Excerpts of pointing data:
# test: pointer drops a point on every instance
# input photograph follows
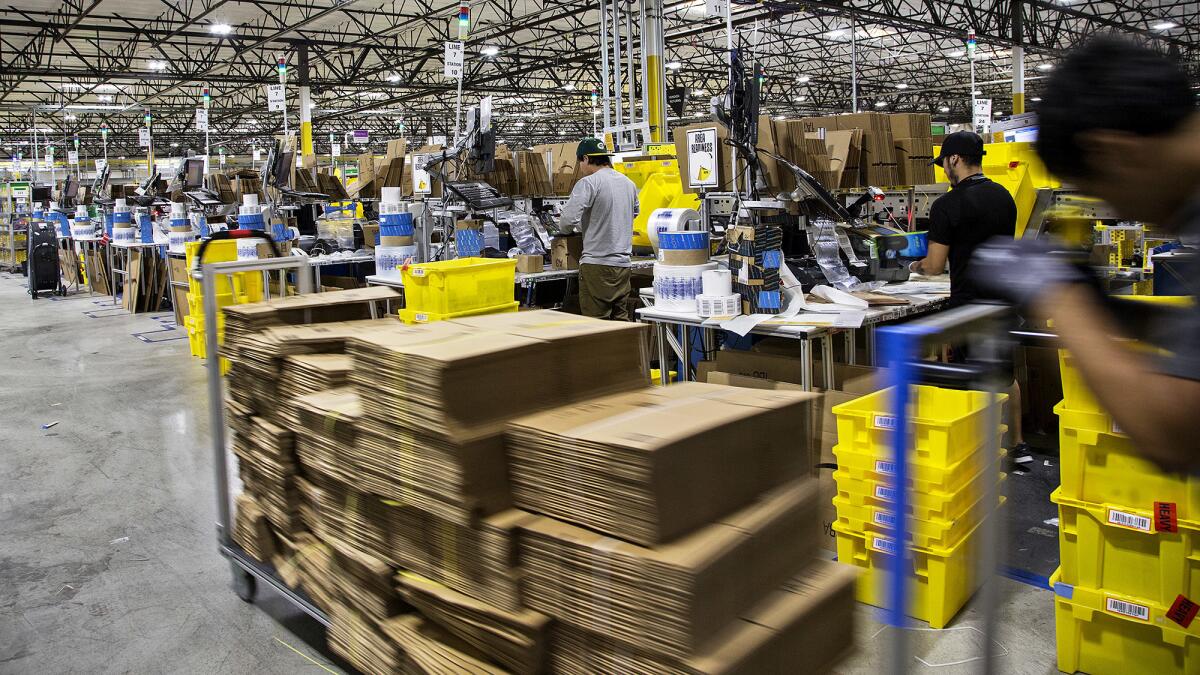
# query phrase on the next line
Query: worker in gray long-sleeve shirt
(603, 207)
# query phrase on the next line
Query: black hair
(1114, 84)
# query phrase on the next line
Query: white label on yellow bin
(1131, 520)
(883, 544)
(1125, 608)
(883, 518)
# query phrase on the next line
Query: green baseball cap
(591, 148)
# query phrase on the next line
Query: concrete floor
(108, 560)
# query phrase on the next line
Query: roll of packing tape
(247, 249)
(718, 282)
(390, 260)
(669, 220)
(677, 286)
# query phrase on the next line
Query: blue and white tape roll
(390, 260)
(683, 240)
(468, 243)
(251, 221)
(145, 228)
(677, 286)
(395, 225)
(125, 236)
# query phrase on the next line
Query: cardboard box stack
(675, 529)
(875, 155)
(915, 148)
(687, 512)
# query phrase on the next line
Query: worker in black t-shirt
(976, 209)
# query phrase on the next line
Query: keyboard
(478, 195)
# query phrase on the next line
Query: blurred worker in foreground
(975, 210)
(603, 207)
(1120, 123)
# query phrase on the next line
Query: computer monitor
(281, 173)
(193, 173)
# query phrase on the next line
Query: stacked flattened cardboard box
(675, 529)
(915, 148)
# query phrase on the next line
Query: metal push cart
(987, 329)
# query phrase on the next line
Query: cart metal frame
(246, 571)
(985, 327)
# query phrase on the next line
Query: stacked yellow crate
(947, 495)
(237, 288)
(1127, 589)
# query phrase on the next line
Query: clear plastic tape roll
(677, 286)
(718, 282)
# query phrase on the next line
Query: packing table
(666, 323)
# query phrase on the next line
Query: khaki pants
(604, 291)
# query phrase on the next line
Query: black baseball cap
(960, 143)
(591, 148)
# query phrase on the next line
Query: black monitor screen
(193, 174)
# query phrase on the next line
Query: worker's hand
(1021, 270)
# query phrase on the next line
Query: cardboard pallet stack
(688, 511)
(693, 553)
(915, 148)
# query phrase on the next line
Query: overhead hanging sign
(454, 60)
(421, 181)
(702, 157)
(983, 115)
(275, 99)
(715, 9)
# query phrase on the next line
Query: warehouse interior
(598, 336)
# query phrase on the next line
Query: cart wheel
(244, 584)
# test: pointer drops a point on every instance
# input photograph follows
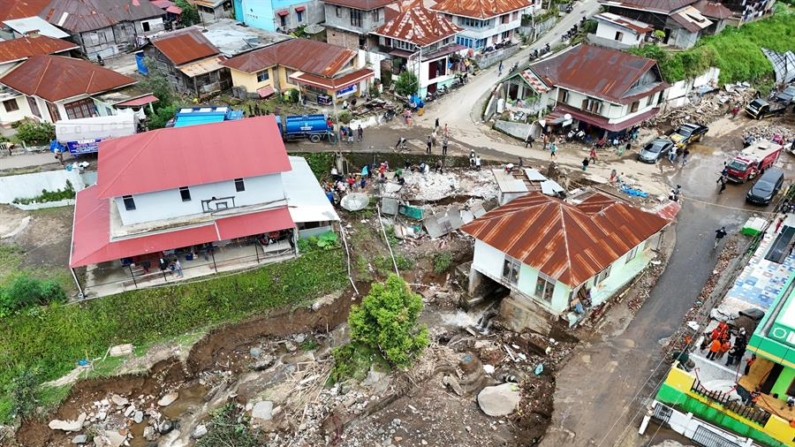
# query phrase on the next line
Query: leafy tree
(407, 83)
(229, 428)
(387, 321)
(35, 133)
(190, 15)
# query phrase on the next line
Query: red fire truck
(753, 160)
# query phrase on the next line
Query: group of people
(718, 343)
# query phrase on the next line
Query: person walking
(723, 180)
(719, 234)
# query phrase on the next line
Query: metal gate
(708, 438)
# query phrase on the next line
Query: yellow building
(320, 72)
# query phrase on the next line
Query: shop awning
(136, 102)
(254, 223)
(266, 91)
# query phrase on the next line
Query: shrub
(35, 133)
(387, 321)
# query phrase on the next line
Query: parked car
(768, 185)
(688, 133)
(787, 95)
(656, 150)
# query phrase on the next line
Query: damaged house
(559, 258)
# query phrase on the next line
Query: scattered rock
(199, 431)
(168, 399)
(262, 411)
(76, 425)
(500, 400)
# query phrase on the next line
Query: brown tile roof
(19, 9)
(601, 72)
(419, 26)
(185, 46)
(663, 6)
(24, 47)
(365, 5)
(55, 78)
(309, 56)
(713, 10)
(480, 9)
(87, 15)
(570, 243)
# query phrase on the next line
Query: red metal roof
(204, 154)
(24, 47)
(419, 26)
(601, 72)
(55, 78)
(254, 223)
(185, 46)
(570, 243)
(334, 84)
(480, 9)
(86, 15)
(601, 121)
(308, 56)
(92, 244)
(365, 5)
(135, 102)
(20, 9)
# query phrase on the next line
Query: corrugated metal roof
(55, 78)
(185, 46)
(19, 9)
(480, 9)
(419, 26)
(663, 6)
(205, 154)
(24, 47)
(601, 72)
(570, 243)
(365, 5)
(308, 56)
(87, 15)
(713, 10)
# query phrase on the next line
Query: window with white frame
(510, 270)
(545, 286)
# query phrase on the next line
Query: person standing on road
(722, 180)
(719, 234)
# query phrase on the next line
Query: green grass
(59, 335)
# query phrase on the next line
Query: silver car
(656, 150)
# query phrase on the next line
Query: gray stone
(199, 431)
(168, 399)
(76, 425)
(264, 363)
(262, 411)
(500, 400)
(453, 384)
(118, 400)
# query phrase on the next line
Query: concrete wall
(168, 204)
(27, 186)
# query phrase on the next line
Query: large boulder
(500, 400)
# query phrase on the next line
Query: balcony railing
(749, 412)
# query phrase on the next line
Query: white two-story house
(556, 257)
(212, 196)
(421, 41)
(602, 91)
(485, 23)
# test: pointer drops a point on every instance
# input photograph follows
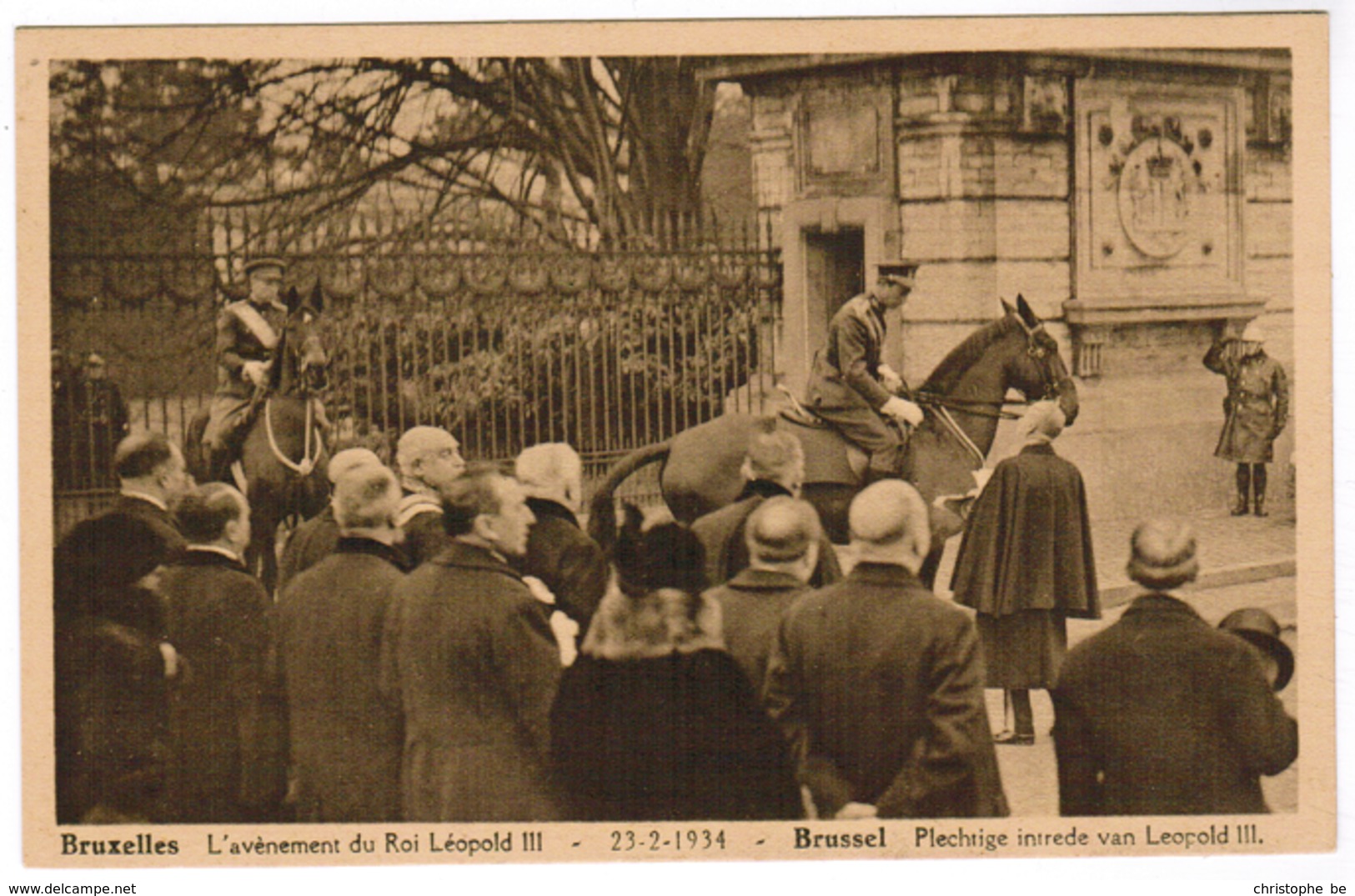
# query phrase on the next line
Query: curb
(1218, 577)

**WORK REQUIRED**
Put every line of the entries above into a numbered list, skipping blank lines and leaving the pictures out.

**SOLUTION TO THIS PROBLEM**
1. # test: pointer drops a point on every instance
2. # input photograph follows
3. # query phrase on the next line
4. Query: worker in gray long-sleeve shirt
5. (603, 207)
6. # query phrase on the next line
7. Query: black hair
8. (1114, 84)
9. # query phrase on the next line
10. Query: white label on yellow bin
11. (1131, 520)
12. (883, 544)
13. (1125, 608)
14. (883, 518)
15. # query phrase on the next line
16. Query: green baseball cap
17. (591, 148)
18. # query phrase on the next line
19. Query: concrete floor
20. (108, 560)
21. # query phrase on the next line
22. Query: roll of packing tape
23. (247, 249)
24. (718, 282)
25. (390, 260)
26. (669, 220)
27. (677, 286)
28. # query phrase on the next line
29. Query: blue and white tape roll
30. (390, 260)
31. (683, 240)
32. (468, 243)
33. (251, 221)
34. (145, 228)
35. (677, 286)
36. (395, 225)
37. (125, 236)
38. # query phrase on the next line
39. Query: cardboard box stack
40. (675, 529)
41. (875, 155)
42. (915, 148)
43. (687, 512)
44. # query phrase on the next line
45. Query: worker in black t-shirt
46. (976, 209)
47. # query phrase on the next line
48. Query: keyboard
49. (478, 195)
50. # query phrase on the next line
51. Query: blurred worker in foreground
52. (975, 210)
53. (603, 207)
54. (1120, 123)
55. # query phrase on the next line
56. Query: computer monitor
57. (281, 173)
58. (193, 173)
59. # query phrase on the next line
60. Query: stacked flattened cardboard box
61. (675, 529)
62. (915, 148)
63. # query phrase on the next line
64. Query: metal push cart
65. (987, 329)
66. # query phrase on the next line
67. Query: cart metal frame
68. (246, 571)
69. (985, 327)
70. # query phrase on the next line
71. Query: stacked yellow crate
72. (947, 495)
73. (237, 288)
74. (1127, 589)
75. # query phrase on the next line
76. Query: clear plastic tape roll
77. (677, 286)
78. (718, 282)
79. # query phrase on the next line
80. Query: packing table
81. (666, 323)
82. # query phrase on the next line
83. Query: khaki pants
84. (604, 291)
85. # query phrase on the next line
86. Query: black baseball cap
87. (960, 143)
88. (591, 148)
89. # query phrase on the next line
90. Query: black monitor screen
91. (193, 174)
92. # query phrase on the next line
93. Query: worker's hand
94. (1021, 270)
95. # query phrase on the next line
96. Query: cardboard pallet stack
97. (688, 511)
98. (693, 553)
99. (915, 148)
100. # query phrase on the next line
101. Query: overhead hanging sign
102. (454, 60)
103. (421, 181)
104. (702, 157)
105. (983, 115)
106. (275, 99)
107. (715, 9)
108. # query phrase on the next line
109. Query: warehouse interior
110. (598, 336)
111. # query phrase on the next line
112. Query: cart wheel
113. (244, 584)
114. # test: pointer drops a point on every instance
115. # input photograph follows
116. # query phrase on the next line
117. Query: leafy tree
118. (407, 83)
119. (229, 428)
120. (387, 321)
121. (35, 133)
122. (190, 15)
123. # query phrase on the next line
124. Query: red fire truck
125. (753, 160)
126. # query phrase on the next line
127. Query: group of people
128. (718, 343)
129. # query phrase on the next line
130. Query: person walking
131. (723, 180)
132. (719, 234)
133. # query phrase on the next line
134. Query: metal gate
135. (708, 438)
136. # query phrase on the next line
137. Query: yellow building
138. (320, 72)
139. # query phrase on the next line
140. Query: shop awning
141. (136, 102)
142. (254, 223)
143. (266, 91)
144. # query phrase on the next line
145. Query: shrub
146. (35, 133)
147. (387, 321)
148. # query phrase on the next line
149. Query: parked car
150. (768, 185)
151. (688, 133)
152. (787, 95)
153. (656, 150)
154. # query phrase on the next line
155. Query: damaged house
156. (559, 258)
157. # query phrase on the next line
158. Query: scattered rock
159. (199, 431)
160. (168, 399)
161. (262, 411)
162. (76, 425)
163. (500, 400)
164. # query phrase on the next line
165. Query: brown tile roof
166. (19, 9)
167. (601, 72)
168. (419, 26)
169. (185, 46)
170. (663, 6)
171. (24, 47)
172. (365, 5)
173. (55, 78)
174. (309, 56)
175. (713, 10)
176. (480, 9)
177. (87, 15)
178. (570, 243)
179. # query phrase on the next line
180. Query: red metal roof
181. (204, 154)
182. (24, 47)
183. (419, 26)
184. (601, 72)
185. (55, 78)
186. (254, 223)
187. (185, 46)
188. (570, 243)
189. (334, 84)
190. (480, 9)
191. (86, 15)
192. (601, 121)
193. (308, 56)
194. (92, 244)
195. (365, 5)
196. (135, 102)
197. (20, 9)
198. # query phrase on the next line
199. Query: corrugated metal roof
200. (55, 78)
201. (185, 46)
202. (19, 9)
203. (480, 9)
204. (419, 26)
205. (663, 6)
206. (205, 154)
207. (24, 47)
208. (601, 72)
209. (570, 243)
210. (365, 5)
211. (308, 56)
212. (87, 15)
213. (713, 10)
214. # query phrase on the next line
215. Query: window with white frame
216. (510, 270)
217. (545, 286)
218. # query phrase on the next line
219. Query: person standing on road
220. (722, 180)
221. (719, 234)
222. # query phrase on the next line
223. Query: green grass
224. (59, 335)
225. # query phrase on the next line
226. Query: silver car
227. (656, 150)
228. # query phrase on the next line
229. Query: gray stone
230. (199, 431)
231. (168, 399)
232. (76, 425)
233. (264, 363)
234. (262, 411)
235. (500, 400)
236. (453, 384)
237. (118, 400)
238. # query phrase on the next line
239. Query: concrete wall
240. (168, 204)
241. (27, 186)
242. # query phrase on the next line
243. Query: large boulder
244. (500, 400)
245. # query phrase on the next line
246. Query: balcony railing
247. (749, 412)
248. # query phrase on the next line
249. Query: white two-story house
250. (556, 257)
251. (212, 196)
252. (421, 41)
253. (602, 91)
254. (485, 23)
255. # test: pointer drops a point on every instance
256. # input photograph follows
257. # query phrase on the next line
258. Query: curb
259. (1218, 577)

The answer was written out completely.